_EXERCISE BRIEF_: Please set down word for word every line from the one holding "point: bird's orange" to the end of the data below, both included.

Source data
_____

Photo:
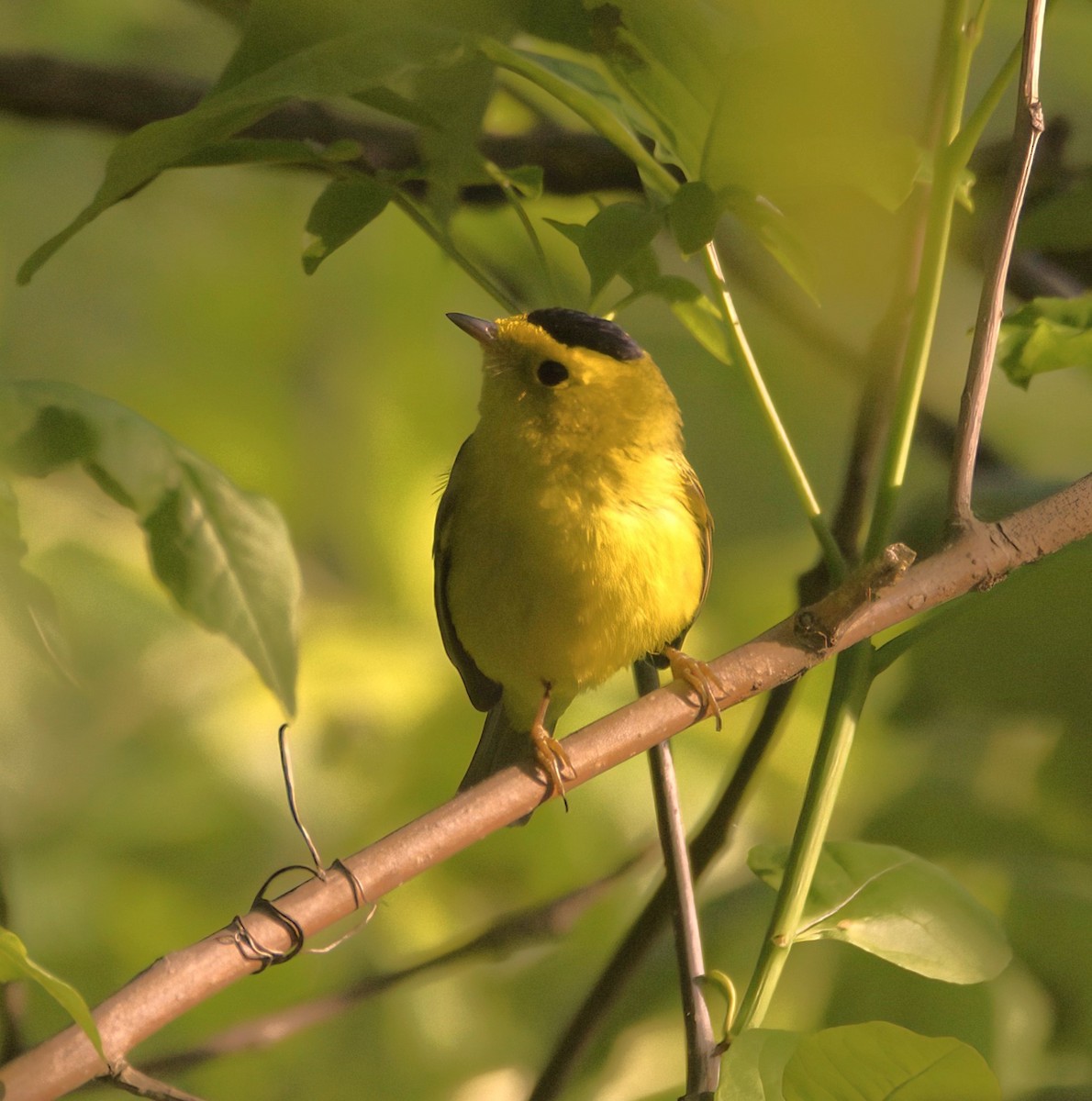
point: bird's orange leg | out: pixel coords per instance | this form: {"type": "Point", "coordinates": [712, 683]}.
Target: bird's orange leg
{"type": "Point", "coordinates": [699, 676]}
{"type": "Point", "coordinates": [550, 752]}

_____

_SOLVED EXERCISE_:
point: bird's orange leg | out: pixel coords per instance | this form: {"type": "Point", "coordinates": [712, 683]}.
Target: bird's orange leg
{"type": "Point", "coordinates": [699, 676]}
{"type": "Point", "coordinates": [550, 752]}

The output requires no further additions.